*PROBLEM DETAILS:*
Copy the lines below verbatim, beginning with the line that includes "Place one keypoint on each instance of the road" and continuing to the end; leave out everything before it.

*DATA TO PROCESS:*

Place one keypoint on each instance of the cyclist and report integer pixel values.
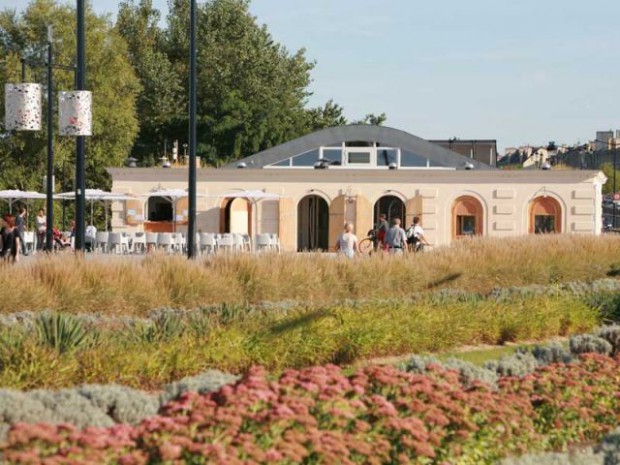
(415, 236)
(396, 238)
(380, 231)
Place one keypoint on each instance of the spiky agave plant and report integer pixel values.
(60, 331)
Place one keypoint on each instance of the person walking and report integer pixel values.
(415, 236)
(380, 231)
(347, 243)
(396, 238)
(9, 239)
(41, 225)
(20, 228)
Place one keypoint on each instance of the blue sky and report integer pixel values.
(519, 71)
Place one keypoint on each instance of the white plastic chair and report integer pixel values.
(116, 243)
(178, 242)
(165, 241)
(151, 241)
(101, 241)
(263, 242)
(225, 242)
(238, 242)
(275, 242)
(138, 244)
(207, 242)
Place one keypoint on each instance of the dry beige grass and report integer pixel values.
(136, 285)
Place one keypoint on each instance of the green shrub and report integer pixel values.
(61, 332)
(588, 343)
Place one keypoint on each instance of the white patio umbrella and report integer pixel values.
(96, 195)
(254, 196)
(14, 195)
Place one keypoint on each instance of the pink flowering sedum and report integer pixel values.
(377, 415)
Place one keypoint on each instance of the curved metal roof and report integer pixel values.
(359, 132)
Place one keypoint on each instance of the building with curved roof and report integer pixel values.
(305, 190)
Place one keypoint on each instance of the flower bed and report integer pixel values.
(375, 415)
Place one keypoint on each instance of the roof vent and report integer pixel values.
(322, 164)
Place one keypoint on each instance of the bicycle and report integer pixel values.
(368, 245)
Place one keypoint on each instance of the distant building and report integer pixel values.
(602, 140)
(482, 150)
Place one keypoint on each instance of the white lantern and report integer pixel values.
(74, 113)
(22, 107)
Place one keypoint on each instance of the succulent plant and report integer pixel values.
(585, 343)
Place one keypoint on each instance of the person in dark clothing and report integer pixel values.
(20, 228)
(7, 235)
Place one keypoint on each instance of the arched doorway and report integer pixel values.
(312, 223)
(467, 217)
(159, 208)
(392, 207)
(236, 216)
(545, 216)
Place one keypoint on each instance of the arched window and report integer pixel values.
(545, 216)
(235, 215)
(467, 217)
(392, 207)
(312, 223)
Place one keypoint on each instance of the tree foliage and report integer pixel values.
(608, 170)
(109, 75)
(252, 92)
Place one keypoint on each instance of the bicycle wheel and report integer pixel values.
(366, 246)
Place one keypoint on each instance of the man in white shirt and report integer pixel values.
(396, 238)
(417, 238)
(91, 234)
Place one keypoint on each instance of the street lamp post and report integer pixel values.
(80, 183)
(50, 131)
(615, 189)
(191, 223)
(49, 203)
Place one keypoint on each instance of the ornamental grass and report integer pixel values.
(148, 353)
(137, 285)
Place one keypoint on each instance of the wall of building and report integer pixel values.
(505, 203)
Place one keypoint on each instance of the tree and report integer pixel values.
(372, 119)
(161, 102)
(608, 170)
(109, 76)
(329, 115)
(251, 90)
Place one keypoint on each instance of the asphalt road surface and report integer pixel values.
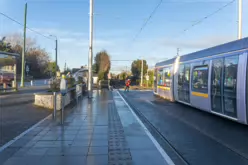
(188, 135)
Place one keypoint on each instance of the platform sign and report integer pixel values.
(27, 69)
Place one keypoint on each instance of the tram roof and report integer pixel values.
(223, 48)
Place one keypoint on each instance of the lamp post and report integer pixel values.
(56, 52)
(90, 49)
(24, 46)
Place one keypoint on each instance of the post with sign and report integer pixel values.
(63, 90)
(147, 79)
(27, 69)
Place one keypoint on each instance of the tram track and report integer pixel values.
(211, 137)
(162, 140)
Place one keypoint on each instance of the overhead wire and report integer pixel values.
(206, 17)
(148, 19)
(12, 19)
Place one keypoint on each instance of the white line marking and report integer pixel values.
(24, 133)
(150, 103)
(160, 149)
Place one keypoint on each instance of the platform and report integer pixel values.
(101, 131)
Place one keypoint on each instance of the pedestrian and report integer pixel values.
(111, 84)
(128, 82)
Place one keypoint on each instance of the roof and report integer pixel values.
(223, 48)
(167, 62)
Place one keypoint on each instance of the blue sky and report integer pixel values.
(116, 23)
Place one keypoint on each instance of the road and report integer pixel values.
(191, 136)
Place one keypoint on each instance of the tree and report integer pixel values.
(102, 65)
(35, 57)
(136, 68)
(5, 46)
(51, 69)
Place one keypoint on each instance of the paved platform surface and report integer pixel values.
(196, 136)
(100, 131)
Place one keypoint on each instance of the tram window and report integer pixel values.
(160, 77)
(167, 76)
(200, 79)
(230, 81)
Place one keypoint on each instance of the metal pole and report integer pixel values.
(141, 81)
(90, 51)
(62, 110)
(147, 79)
(24, 46)
(240, 20)
(15, 81)
(56, 55)
(54, 105)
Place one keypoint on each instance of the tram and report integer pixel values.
(213, 80)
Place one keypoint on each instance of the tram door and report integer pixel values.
(155, 81)
(224, 85)
(183, 83)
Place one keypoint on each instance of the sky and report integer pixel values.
(117, 23)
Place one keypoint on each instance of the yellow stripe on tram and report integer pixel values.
(165, 88)
(205, 95)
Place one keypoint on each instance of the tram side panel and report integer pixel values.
(241, 88)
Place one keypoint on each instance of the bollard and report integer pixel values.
(54, 105)
(62, 110)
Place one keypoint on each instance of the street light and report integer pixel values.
(56, 52)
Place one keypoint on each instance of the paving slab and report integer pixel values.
(97, 131)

*OUTPUT FOR THIS TASK:*
Place one keypoint on each instance of the road and report integer pixel values.
(191, 136)
Place one keypoint on each instance of the tree and report integer pixel values.
(102, 65)
(35, 57)
(136, 68)
(5, 46)
(51, 69)
Place one keypoint on each instance of the paved platform surface and report integer pixel values.
(196, 136)
(100, 131)
Place one keypoint on each instance of the tram window and report integer pixel values.
(160, 77)
(167, 76)
(200, 79)
(230, 81)
Place one keypoint on each instance of the metal pole and report integer pixel values.
(141, 81)
(90, 51)
(62, 110)
(147, 79)
(24, 46)
(240, 20)
(15, 81)
(56, 55)
(54, 105)
Place one keypoint on each instance of the tram and report integer pixel values.
(213, 80)
Place one keypoint on each instance of the tram door and report integer pixel values.
(155, 81)
(224, 85)
(183, 83)
Place one keypoint on each instance of the sky and report integer pixel values.
(117, 23)
Place one keypoint on each instance of the yellow stripe on tram and report integer pixel values.
(165, 88)
(205, 95)
Place one keypoint on each instance of the tram side panel and report integer pixel values.
(241, 88)
Place one keypoint on each instance of the bollard and report integer pixel values.
(54, 105)
(62, 110)
Place one keypoint on each instance of the street light and report integer pixel values.
(56, 52)
Place one keypoint on each instance of the paving slab and report integer pixel values.
(97, 131)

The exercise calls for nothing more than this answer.